Only the closing portion of the entries is to be reproduced: the line containing "point_to(query) returns, for every instance of the blue sky" through the very last line, exactly as written.

======== Data section ========

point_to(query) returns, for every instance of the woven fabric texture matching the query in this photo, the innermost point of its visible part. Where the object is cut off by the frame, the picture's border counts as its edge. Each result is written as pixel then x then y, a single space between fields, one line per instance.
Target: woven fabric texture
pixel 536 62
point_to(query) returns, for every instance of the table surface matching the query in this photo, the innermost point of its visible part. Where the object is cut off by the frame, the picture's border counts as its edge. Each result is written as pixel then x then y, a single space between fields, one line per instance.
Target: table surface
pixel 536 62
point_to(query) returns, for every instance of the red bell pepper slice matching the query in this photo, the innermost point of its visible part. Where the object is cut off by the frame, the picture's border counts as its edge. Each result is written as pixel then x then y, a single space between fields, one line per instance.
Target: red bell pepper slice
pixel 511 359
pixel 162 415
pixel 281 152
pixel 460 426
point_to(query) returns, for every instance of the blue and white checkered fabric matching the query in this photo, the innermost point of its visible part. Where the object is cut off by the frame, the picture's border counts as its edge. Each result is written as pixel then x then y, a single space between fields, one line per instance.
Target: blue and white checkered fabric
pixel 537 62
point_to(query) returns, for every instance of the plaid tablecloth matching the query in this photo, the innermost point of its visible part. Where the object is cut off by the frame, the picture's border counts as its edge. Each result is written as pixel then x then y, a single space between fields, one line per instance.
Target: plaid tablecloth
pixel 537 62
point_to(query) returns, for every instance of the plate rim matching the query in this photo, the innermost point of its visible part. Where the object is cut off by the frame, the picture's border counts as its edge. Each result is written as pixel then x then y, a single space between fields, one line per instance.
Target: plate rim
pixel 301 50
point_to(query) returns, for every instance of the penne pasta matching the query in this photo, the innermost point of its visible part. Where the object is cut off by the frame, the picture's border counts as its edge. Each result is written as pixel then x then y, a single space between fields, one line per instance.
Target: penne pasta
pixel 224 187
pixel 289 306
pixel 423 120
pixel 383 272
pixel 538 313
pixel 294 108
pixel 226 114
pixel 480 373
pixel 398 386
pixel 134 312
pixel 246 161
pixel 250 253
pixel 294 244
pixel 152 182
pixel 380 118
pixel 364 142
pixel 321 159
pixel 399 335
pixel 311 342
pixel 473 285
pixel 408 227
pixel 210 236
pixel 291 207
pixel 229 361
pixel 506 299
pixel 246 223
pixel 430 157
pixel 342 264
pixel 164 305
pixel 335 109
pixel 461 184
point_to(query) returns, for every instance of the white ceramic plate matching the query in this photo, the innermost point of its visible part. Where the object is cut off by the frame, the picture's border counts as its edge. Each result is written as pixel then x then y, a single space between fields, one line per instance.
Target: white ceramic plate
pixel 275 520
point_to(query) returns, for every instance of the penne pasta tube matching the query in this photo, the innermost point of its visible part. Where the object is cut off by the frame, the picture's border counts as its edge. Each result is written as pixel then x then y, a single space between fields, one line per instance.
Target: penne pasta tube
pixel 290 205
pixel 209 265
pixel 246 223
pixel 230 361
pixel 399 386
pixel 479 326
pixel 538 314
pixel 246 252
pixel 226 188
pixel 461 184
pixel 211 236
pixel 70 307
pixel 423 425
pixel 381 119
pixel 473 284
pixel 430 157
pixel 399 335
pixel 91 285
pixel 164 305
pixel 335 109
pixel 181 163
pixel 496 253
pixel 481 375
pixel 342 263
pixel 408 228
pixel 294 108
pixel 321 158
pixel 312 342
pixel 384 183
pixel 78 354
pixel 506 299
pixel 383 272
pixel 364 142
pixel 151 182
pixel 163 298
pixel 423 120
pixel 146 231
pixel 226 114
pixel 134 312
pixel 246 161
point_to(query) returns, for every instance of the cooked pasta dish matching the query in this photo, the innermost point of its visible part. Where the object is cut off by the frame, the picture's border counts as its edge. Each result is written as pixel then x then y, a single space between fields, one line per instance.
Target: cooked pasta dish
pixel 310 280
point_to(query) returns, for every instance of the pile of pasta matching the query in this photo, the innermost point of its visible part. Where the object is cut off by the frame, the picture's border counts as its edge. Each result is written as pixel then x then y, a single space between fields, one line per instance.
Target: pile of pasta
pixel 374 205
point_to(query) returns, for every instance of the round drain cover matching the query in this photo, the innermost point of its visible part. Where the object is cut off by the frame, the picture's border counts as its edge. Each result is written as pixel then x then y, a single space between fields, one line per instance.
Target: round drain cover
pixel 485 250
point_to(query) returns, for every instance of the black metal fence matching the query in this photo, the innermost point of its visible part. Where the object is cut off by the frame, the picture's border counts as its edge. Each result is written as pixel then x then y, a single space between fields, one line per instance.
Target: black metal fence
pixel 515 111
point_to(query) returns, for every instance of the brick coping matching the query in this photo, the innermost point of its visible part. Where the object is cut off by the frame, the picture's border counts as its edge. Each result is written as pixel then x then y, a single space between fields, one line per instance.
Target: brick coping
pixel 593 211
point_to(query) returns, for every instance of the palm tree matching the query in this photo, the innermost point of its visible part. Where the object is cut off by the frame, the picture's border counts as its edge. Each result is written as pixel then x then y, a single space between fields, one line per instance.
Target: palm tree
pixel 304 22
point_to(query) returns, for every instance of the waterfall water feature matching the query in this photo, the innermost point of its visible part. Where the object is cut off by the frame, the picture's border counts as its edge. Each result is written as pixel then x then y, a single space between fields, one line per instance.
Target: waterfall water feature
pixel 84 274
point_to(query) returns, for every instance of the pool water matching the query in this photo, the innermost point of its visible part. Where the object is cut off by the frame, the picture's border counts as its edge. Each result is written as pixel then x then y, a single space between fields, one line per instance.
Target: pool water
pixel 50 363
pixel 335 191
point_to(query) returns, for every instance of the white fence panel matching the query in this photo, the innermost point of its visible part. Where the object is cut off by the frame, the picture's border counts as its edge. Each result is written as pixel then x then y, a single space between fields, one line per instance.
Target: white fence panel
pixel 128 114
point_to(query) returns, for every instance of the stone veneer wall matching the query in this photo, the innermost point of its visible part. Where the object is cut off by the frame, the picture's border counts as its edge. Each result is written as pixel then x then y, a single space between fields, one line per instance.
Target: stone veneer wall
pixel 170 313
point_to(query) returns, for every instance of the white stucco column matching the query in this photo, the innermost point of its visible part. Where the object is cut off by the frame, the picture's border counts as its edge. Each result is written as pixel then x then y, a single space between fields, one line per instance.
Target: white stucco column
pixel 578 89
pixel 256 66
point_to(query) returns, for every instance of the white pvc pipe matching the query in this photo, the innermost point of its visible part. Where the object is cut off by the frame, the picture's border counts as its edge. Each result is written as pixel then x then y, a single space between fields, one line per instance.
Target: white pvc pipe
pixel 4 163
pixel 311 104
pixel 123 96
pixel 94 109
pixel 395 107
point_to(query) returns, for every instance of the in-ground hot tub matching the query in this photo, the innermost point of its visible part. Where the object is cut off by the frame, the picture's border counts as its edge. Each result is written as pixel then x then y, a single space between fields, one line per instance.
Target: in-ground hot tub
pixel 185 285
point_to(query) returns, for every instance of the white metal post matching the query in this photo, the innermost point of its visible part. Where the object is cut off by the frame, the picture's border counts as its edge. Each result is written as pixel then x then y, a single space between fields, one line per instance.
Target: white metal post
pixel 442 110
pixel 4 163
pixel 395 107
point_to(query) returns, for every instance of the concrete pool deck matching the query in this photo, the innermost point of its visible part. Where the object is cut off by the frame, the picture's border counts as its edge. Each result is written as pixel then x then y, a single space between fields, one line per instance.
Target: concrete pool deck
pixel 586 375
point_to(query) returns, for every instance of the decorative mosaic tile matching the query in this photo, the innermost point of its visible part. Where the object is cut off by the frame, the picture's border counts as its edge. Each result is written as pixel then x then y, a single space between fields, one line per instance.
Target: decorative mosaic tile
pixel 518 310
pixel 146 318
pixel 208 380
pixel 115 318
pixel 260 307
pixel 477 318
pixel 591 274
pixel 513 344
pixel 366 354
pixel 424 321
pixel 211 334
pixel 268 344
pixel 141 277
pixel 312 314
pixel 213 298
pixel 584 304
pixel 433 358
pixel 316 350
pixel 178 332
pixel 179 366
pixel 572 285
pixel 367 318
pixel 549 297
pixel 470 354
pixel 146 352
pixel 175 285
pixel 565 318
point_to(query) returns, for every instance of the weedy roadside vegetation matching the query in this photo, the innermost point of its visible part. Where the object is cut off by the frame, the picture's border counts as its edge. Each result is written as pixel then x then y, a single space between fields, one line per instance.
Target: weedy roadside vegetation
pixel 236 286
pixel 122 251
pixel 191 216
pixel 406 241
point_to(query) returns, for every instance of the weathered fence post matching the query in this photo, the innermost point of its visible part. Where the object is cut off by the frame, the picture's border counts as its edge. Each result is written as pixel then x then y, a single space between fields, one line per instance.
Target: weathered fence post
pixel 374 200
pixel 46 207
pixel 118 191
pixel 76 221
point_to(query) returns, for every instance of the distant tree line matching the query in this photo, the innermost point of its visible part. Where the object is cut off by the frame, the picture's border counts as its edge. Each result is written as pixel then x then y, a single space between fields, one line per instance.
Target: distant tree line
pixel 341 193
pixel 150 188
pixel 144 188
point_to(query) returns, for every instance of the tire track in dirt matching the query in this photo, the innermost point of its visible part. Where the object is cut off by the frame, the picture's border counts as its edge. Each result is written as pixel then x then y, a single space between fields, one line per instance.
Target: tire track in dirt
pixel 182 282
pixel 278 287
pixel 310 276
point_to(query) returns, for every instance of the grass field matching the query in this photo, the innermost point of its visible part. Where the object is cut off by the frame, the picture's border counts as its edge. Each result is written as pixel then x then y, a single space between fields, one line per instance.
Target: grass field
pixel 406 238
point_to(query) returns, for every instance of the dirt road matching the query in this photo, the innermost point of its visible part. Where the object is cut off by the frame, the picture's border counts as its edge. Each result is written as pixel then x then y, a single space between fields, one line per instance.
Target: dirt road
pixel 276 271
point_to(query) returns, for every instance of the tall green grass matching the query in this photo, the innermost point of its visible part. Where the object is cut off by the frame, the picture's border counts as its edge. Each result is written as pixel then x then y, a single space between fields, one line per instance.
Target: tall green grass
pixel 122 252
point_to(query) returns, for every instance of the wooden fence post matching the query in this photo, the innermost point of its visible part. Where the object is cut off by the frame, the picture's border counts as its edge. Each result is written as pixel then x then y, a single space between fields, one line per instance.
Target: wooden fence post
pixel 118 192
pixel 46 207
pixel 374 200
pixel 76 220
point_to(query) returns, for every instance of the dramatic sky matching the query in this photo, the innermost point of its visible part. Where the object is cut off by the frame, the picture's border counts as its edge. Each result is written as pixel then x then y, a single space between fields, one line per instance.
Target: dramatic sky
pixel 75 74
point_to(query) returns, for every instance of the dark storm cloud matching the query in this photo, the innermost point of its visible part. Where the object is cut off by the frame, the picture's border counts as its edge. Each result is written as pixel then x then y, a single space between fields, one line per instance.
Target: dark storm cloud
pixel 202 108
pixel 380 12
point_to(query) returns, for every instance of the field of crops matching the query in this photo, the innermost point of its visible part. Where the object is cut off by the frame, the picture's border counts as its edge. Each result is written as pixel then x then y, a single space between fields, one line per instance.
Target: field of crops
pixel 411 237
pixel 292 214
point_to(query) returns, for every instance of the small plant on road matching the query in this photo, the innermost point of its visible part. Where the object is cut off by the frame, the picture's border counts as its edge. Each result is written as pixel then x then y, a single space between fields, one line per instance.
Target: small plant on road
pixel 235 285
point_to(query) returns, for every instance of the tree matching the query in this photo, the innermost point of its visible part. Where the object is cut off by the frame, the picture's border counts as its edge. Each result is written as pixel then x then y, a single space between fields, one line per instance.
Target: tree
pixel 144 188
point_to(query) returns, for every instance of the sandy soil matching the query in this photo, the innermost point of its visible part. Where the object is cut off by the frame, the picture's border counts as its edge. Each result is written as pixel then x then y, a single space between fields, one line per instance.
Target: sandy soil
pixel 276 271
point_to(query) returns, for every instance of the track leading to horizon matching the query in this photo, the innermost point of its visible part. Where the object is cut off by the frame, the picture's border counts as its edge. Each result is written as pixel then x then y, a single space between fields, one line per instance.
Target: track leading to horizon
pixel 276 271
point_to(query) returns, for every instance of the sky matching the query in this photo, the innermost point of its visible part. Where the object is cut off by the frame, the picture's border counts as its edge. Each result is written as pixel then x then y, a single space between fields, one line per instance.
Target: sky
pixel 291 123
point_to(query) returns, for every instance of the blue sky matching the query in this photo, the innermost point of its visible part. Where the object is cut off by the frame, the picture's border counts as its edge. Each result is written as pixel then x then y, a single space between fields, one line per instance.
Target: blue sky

========

• [Solution for this problem]
point_to(query) returns, for every instance of the blue sky matching the query in this photo, the innermost point of its visible part. Where the object is cut off by the frame, the picture's border counts as its edge. Each result is written as pixel then x then y, a single space between fields, one line per instance.
Target: blue sky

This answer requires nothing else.